- **Aim of the exercise**: Would you repeat, exactly as given, the line with "Detect every mirror" and every line after it to the end of the entries?
★ ★ ★
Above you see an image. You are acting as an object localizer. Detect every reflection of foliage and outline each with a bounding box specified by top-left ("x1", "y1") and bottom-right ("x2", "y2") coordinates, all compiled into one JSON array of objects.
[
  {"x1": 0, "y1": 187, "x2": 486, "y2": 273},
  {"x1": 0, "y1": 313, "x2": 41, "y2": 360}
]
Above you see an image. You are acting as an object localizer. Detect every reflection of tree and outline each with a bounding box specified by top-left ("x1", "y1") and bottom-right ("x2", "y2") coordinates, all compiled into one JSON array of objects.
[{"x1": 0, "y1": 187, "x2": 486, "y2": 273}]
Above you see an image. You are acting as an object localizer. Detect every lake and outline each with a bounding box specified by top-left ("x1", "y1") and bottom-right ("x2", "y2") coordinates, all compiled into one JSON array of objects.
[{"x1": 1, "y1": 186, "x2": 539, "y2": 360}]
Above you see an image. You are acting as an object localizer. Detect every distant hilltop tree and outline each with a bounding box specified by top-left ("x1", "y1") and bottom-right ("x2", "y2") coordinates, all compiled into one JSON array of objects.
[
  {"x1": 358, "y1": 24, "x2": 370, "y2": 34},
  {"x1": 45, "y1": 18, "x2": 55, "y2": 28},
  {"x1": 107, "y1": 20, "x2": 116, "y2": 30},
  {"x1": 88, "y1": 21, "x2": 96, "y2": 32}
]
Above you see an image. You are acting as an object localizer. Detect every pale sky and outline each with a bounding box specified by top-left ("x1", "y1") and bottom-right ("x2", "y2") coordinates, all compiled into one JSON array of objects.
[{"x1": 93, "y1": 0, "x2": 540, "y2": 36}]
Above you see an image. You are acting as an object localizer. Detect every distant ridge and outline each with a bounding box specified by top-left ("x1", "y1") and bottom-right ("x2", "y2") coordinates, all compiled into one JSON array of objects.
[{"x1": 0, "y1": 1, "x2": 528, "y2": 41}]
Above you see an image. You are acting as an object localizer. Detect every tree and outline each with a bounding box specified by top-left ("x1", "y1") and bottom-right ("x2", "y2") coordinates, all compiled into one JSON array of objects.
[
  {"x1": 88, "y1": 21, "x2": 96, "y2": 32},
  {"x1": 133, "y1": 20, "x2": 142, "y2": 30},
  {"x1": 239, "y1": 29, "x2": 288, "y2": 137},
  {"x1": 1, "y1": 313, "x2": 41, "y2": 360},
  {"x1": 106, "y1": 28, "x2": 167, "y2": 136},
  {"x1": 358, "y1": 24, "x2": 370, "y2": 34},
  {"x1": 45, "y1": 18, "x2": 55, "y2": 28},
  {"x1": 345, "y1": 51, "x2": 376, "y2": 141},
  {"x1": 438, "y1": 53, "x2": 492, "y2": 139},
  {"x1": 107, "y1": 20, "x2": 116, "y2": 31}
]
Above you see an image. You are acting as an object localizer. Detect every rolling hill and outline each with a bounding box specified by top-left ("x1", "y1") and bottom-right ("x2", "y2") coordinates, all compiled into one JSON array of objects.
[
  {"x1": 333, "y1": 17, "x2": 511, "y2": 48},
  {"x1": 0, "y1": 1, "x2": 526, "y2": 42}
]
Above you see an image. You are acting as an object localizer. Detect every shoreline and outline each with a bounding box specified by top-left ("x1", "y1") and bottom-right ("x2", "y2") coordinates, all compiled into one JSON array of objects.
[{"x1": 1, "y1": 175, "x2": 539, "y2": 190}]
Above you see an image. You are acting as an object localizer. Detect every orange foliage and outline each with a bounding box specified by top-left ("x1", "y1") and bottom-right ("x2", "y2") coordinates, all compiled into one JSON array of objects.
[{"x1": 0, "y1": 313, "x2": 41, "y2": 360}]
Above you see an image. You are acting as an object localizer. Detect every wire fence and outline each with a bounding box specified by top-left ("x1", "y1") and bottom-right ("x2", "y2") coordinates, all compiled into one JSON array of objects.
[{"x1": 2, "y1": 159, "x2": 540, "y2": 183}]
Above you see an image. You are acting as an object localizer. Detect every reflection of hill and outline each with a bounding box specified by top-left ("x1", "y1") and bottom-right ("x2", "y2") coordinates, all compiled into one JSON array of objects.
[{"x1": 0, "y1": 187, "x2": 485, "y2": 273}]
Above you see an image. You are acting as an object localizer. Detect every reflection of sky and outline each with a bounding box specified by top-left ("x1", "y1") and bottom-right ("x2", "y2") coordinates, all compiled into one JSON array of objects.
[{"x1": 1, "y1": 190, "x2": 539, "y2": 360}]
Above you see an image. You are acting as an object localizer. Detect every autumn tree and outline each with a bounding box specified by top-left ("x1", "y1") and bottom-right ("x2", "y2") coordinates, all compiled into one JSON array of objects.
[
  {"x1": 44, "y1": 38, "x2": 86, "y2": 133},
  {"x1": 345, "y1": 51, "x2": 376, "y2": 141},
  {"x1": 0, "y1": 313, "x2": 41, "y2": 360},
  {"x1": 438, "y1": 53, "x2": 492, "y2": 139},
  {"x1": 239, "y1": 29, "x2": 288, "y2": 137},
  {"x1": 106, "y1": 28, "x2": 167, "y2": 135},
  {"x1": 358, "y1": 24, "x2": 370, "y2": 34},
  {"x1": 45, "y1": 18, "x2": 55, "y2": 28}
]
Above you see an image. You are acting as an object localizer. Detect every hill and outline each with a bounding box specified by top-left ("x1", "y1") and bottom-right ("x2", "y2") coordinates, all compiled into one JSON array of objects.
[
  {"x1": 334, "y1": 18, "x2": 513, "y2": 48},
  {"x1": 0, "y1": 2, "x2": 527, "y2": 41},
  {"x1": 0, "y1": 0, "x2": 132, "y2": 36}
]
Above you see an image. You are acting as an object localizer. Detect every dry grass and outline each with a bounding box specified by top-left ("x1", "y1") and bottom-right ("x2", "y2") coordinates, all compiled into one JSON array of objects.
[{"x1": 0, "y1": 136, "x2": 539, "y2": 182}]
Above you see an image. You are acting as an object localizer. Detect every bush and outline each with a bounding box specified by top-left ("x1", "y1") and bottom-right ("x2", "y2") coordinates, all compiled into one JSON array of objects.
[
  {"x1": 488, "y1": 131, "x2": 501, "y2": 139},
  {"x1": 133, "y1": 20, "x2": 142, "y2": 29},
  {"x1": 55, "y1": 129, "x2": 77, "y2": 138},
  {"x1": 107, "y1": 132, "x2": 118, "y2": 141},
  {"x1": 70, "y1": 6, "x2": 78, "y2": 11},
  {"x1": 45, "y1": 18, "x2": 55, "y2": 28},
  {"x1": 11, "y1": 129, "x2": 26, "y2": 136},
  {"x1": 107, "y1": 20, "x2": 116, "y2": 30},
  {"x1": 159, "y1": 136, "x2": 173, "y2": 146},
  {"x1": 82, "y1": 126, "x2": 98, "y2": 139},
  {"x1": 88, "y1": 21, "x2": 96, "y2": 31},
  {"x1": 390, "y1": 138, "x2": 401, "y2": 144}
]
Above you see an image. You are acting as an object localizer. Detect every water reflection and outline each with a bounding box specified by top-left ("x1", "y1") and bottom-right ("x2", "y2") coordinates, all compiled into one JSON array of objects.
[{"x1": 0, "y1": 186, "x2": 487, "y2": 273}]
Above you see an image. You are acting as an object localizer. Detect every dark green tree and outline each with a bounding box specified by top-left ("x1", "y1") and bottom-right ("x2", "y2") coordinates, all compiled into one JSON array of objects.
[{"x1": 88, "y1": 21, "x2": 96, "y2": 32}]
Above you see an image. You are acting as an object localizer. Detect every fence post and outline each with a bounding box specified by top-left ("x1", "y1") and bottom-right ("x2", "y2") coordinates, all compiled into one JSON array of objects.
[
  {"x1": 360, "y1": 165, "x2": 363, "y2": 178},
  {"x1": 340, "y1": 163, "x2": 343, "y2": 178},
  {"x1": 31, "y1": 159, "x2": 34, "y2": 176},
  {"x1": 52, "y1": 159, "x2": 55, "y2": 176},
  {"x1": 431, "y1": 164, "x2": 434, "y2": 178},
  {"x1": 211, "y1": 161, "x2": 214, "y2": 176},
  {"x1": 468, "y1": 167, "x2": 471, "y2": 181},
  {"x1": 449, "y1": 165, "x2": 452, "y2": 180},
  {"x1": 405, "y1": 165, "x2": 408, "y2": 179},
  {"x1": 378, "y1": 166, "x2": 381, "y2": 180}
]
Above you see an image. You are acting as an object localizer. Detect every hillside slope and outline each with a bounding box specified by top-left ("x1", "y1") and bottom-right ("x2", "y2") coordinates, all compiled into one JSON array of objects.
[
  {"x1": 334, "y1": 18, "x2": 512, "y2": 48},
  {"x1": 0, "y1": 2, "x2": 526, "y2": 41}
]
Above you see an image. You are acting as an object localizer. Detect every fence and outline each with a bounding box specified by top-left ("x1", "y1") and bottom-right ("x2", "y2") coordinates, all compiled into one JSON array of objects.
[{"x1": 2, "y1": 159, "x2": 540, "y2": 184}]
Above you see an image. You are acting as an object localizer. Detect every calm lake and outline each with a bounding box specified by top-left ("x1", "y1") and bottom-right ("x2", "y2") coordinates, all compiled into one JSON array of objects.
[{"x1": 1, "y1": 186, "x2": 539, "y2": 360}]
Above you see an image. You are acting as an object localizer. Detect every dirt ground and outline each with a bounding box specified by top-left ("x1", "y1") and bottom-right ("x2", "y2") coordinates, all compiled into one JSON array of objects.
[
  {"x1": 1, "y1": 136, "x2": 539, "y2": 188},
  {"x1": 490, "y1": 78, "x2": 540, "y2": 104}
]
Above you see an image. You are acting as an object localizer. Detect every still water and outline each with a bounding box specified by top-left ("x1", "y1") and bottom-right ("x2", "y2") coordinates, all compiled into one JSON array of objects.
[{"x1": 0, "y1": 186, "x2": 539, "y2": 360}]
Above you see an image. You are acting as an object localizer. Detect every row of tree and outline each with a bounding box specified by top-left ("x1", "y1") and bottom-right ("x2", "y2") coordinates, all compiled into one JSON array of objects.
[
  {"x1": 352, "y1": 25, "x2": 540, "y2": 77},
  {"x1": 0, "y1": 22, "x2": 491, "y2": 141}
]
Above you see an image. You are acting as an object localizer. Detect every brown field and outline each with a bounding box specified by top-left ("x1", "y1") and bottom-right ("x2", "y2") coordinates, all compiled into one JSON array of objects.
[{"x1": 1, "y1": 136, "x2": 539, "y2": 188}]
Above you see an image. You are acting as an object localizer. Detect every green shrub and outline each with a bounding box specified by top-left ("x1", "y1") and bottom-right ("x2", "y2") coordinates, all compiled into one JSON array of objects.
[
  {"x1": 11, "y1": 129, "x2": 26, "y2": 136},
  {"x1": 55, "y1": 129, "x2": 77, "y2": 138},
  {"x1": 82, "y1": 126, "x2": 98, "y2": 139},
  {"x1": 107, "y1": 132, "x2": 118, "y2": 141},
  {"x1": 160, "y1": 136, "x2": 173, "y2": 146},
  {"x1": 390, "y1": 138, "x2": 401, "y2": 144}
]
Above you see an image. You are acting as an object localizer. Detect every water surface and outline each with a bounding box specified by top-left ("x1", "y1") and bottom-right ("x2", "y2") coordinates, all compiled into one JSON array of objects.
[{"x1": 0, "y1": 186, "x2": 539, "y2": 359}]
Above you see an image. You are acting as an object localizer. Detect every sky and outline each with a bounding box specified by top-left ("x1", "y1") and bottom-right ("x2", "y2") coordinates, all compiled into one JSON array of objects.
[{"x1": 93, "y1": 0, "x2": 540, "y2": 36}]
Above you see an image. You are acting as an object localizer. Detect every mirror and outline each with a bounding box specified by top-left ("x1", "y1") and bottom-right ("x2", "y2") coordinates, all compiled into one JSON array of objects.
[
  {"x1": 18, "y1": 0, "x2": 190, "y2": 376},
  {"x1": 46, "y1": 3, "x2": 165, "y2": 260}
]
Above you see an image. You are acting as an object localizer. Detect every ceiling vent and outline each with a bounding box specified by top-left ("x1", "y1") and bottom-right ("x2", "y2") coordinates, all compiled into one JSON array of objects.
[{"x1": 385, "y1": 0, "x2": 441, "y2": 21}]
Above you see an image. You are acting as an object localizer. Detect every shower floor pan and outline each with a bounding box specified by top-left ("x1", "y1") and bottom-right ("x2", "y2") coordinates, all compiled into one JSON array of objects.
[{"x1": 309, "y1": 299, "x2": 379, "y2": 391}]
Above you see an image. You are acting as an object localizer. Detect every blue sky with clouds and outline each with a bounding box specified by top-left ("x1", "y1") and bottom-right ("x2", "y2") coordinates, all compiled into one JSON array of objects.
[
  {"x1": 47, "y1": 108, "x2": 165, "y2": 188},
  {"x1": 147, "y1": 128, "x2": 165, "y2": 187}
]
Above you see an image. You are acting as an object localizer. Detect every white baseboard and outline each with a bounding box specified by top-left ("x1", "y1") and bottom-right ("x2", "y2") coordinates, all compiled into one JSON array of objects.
★ ★ ★
- **Result for this task**:
Above you see an image. You are acting as an object localizer. Detect every mirror and outline each with a bounding box specified by top-left ("x1", "y1") and bottom-right ("x2", "y2") coordinates, all compiled into one JSON array of objects.
[
  {"x1": 18, "y1": 0, "x2": 190, "y2": 376},
  {"x1": 46, "y1": 3, "x2": 165, "y2": 260}
]
Above you see an image. You are acting as an object localizer. Detect every ceiling vent and outline each with a bounding box specified by top-left ("x1", "y1") and bottom-right ("x2", "y2") coordinates, all compiled into one JSON array of objects.
[{"x1": 385, "y1": 0, "x2": 441, "y2": 21}]
Above you see an image. You are acting as an object localizer. Detect every shower floor pan and outline each with a bounding box specified by top-left ("x1", "y1") and bottom-right ("x2", "y2") coordinates, all compiled into one JSON array of objects.
[{"x1": 309, "y1": 299, "x2": 379, "y2": 391}]
Above you see an image. You are acting as an object localizer. Detect every blue sky with clouds and outline each with a bounding box specified by top-left ("x1", "y1") and bottom-right ("x2", "y2") coordinates, all compiled into one JSON array of objects.
[
  {"x1": 47, "y1": 108, "x2": 165, "y2": 188},
  {"x1": 147, "y1": 128, "x2": 165, "y2": 187}
]
Above you see an image. You are acting as an object localizer. Detect every white baseboard and outline each with a bounding box specified by top-left ("x1", "y1") and bottom-right ("x2", "y2") coordinates, all compiled into one JSON array of objects.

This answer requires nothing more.